— The problem —
Write out every line from the start of the records up to and including the line with "[263,276,360,303]", offsetting each bounding box coordinate in the answers by 124. Keep the request lines unchanged.

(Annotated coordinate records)
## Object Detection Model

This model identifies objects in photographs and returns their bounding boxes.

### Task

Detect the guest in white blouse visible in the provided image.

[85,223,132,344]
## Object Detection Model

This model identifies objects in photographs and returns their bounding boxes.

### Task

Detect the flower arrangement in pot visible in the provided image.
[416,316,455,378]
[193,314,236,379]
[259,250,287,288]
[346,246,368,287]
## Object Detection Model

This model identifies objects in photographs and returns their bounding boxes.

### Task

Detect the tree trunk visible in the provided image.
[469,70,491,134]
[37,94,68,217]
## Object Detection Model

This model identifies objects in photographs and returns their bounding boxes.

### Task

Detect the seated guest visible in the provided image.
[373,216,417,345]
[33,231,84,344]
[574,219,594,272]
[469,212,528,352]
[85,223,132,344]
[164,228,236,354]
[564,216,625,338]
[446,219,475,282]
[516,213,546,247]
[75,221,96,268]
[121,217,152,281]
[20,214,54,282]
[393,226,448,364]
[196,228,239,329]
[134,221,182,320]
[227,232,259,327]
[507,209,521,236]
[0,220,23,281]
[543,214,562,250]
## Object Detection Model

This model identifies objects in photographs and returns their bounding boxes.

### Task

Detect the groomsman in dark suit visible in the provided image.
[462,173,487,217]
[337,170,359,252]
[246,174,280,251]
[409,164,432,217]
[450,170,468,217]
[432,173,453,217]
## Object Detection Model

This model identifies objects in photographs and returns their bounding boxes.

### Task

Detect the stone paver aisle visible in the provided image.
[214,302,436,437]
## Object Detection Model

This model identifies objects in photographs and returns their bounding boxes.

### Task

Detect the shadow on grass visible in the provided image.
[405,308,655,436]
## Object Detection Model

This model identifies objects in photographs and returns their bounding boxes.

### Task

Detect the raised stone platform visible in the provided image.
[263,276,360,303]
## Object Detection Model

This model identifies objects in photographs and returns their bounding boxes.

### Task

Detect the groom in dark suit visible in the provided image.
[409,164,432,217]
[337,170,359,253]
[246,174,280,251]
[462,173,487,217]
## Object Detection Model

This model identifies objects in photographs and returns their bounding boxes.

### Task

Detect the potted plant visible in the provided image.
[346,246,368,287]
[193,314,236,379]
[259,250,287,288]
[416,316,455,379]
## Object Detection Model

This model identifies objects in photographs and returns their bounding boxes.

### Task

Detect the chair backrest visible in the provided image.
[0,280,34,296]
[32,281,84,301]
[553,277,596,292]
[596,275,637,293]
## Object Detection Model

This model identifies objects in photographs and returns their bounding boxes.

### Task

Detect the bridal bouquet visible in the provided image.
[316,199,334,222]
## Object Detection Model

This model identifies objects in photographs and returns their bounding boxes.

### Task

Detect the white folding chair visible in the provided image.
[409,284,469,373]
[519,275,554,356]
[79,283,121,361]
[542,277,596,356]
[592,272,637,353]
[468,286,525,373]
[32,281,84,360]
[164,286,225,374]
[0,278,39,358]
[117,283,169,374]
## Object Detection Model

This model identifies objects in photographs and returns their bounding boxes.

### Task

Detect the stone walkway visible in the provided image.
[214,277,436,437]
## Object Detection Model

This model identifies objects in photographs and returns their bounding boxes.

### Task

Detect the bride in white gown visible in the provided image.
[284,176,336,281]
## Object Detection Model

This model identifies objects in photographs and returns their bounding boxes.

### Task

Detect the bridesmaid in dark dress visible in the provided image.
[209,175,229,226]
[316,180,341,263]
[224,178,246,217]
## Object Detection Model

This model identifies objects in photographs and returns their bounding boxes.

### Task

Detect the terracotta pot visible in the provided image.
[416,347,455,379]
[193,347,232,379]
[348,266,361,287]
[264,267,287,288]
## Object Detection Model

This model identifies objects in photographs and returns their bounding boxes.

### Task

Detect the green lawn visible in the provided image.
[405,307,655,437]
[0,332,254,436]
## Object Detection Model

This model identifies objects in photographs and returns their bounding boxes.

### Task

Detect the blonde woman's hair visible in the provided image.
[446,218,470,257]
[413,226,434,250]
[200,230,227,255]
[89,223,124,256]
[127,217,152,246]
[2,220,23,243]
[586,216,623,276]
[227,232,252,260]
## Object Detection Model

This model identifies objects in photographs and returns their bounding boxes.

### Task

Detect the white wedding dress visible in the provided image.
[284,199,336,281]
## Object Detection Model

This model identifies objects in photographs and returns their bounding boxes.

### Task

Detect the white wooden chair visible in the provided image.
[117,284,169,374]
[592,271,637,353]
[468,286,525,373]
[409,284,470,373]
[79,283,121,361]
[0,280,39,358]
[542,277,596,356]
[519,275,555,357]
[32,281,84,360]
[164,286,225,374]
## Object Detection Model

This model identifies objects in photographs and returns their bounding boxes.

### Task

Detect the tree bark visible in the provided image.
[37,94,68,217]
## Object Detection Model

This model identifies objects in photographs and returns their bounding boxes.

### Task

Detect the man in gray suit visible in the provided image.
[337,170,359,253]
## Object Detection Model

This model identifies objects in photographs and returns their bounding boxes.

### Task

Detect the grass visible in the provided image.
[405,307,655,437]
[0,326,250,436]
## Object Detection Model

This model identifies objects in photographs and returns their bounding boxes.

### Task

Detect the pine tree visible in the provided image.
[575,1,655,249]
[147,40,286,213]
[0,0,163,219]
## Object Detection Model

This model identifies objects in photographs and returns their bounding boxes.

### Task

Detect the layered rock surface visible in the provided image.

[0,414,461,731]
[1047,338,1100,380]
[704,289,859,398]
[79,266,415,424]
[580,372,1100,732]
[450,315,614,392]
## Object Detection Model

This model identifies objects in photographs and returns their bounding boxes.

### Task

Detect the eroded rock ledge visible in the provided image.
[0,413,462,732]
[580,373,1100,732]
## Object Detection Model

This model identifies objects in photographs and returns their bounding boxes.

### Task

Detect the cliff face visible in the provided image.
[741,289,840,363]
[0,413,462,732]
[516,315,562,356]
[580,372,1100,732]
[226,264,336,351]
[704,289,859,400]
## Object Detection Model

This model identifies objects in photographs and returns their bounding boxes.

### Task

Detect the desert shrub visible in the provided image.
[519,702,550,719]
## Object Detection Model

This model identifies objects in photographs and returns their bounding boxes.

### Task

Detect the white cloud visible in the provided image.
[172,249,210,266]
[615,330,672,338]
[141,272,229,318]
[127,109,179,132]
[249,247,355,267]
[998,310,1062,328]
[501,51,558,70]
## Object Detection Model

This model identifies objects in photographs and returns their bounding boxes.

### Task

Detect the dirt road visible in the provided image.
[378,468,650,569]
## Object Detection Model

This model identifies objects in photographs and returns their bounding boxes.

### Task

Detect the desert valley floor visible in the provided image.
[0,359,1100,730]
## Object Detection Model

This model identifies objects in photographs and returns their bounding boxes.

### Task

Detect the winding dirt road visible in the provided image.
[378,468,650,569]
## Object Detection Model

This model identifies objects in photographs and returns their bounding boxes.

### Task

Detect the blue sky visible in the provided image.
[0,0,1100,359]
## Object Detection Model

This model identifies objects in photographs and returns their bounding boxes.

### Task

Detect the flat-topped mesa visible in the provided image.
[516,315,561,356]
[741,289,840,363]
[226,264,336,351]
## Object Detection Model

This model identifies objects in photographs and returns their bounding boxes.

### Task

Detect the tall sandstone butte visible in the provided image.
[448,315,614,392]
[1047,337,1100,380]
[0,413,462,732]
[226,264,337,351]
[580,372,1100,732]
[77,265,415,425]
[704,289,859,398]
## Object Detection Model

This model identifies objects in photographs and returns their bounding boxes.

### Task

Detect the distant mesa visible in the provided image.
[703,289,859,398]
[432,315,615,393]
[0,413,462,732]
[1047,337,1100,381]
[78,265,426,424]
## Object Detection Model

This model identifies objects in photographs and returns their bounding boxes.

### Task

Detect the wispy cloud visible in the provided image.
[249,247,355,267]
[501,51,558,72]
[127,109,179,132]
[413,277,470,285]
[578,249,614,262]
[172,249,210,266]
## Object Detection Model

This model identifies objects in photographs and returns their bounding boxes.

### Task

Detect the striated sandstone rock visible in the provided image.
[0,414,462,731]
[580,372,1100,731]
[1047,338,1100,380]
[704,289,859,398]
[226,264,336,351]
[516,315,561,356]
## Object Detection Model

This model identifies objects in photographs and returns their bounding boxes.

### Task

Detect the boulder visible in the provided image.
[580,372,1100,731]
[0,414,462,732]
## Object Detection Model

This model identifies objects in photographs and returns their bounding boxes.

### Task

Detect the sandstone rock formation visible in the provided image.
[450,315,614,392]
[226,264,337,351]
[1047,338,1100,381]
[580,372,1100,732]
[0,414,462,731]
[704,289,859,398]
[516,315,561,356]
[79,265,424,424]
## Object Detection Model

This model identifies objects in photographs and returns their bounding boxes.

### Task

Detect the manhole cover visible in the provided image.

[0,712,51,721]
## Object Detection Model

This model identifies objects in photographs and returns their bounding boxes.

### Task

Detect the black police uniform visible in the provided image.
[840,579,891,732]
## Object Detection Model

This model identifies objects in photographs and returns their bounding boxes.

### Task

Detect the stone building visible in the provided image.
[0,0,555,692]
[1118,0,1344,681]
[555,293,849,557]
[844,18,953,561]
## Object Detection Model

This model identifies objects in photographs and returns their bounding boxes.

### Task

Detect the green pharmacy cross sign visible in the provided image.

— Task solution —
## Object Detection Model

This model identifies objects in photographs and returns their bounding boxes.

### Task

Detect the guest in white blouse visible in the provided image.

[209,347,256,468]
## Object Detection Model

This model identifies objects in photographs and returns their bounding boxes.

### Task

Detect the flower arrangement in pot visible in the provided image.
[540,440,579,502]
[317,438,360,503]
[383,374,411,412]
[470,370,492,411]
## Object Detection Model

This model identifies objects in photographs and returns their bounding boxes.

### Task

Detect the tree trunk visible in the provided image.
[593,194,615,258]
[161,218,192,341]
## Object Detection Model

This model identifies objects in photographs and returns their bounding boxes.

### Task

Detect the seated guest visible in the provided image.
[497,340,541,469]
[157,355,208,468]
[698,343,718,396]
[593,336,652,476]
[209,347,256,468]
[288,352,360,478]
[688,340,749,462]
[570,343,599,406]
[640,337,670,371]
[199,345,220,392]
[245,341,276,405]
[144,338,178,406]
[517,350,572,488]
[320,352,363,453]
[258,345,306,444]
[351,356,383,451]
[631,333,645,360]
[124,344,147,405]
[667,338,686,374]
## Object Detection Model

This model identifies objects in photographs and returns their bounding boxes.

### Task

Detect the groomsman in dark suit visible in the provided image.
[586,297,611,341]
[461,294,483,376]
[370,298,404,375]
[533,288,556,341]
[574,294,592,341]
[556,297,577,341]
## Object Detection Model

This model identifies objects in photographs and returns their bounding boxes.

### Task

Detect the stone paver aisle visible in the provided image.
[338,426,560,561]
## Object Detection Model

This model identifies objects in photographs and returns their bounding boxes.

### Task

Detect the shadow on grass visible in the provided image.
[529,432,779,560]
## Object Detection Model

This model identifies objects in photographs and returns their bounding boxes.

### Task

Detect the raised stone platform visible in the provided image.
[387,400,484,427]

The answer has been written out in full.